- TESTO SORGENTE
1. R.C., proprietaria di terreni siti in Stresa (censiti foglio *****, mapp.li *****, *****, *****, ***** e *****) costituenti parco al servizio di ampia proprietà denominata “*****”, dichiarato edificabile dal P.R.G. di quel Comune, con la possibilità di realizzare “nuovi insediamenti alberghieri”, impugnava davanti alla Commissione Tributaria Provinciale di Verbania, con distinti ricorsi poi riuniti, gli avvisi di accertamento n. ***** e *****, relativi all’Imposta Comunale sugli Immobili per gli anni 2005 e 2006 emessi dal Comune Stresa in data 10.6.2008. facendo valere, tra gli altri motivi, quello relativo alla non assoggettabilità dei terreni a tassazione in considerazione della pertinenzialità degli stessi a fabbricato oggetto di autonoma imposta.

- DATI FORNITI
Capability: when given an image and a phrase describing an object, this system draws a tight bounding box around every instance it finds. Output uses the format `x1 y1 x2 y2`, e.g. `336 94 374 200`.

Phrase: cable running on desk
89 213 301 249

- OGGETTO DEL COMPITO
Prosegui il testo sorgente sul ricorso per l'ICI relativa ai terreni di Stresa, riprendendo subito dopo l'ultima frase riportata.

- RISULTATO
2. La Commissione Tributaria Provinciale di Verbania annullava gli avvisi di accertamento rideterminando in Euro 29,35 per l’anno 2005 e in Euro 29,91 per l’anno 2006 il valore al mq dell’area della superficie edificabile di mq 19.196,13.

3. La sentenza veniva impugnata dal Comune di Stresa e dalla contribuente e la Commissione Tributaria Regionale della Piemonte rigettava l’appello principale e quello incidentale osservando: a) che la questione della pertinenzialità era ormai coperta da due giudicati formatisi sul punto; b) che andava confermato quanto stabilito dalla CTP sulla valutazione dell’area che doveva essere ridimensionata entro i limiti minimi delle stime individuate dal Comune per le aree fabbricabili.

4. Avverso la sentenza della CTR ha proposto ricorso per Cassazione il Comune di Stresa affidandosi tre motivi. Ha resistito il R.C. depositando controricorso con ricorso incidentale sulla base di due motivi. Il Comune di Stresa ha depositato memoria.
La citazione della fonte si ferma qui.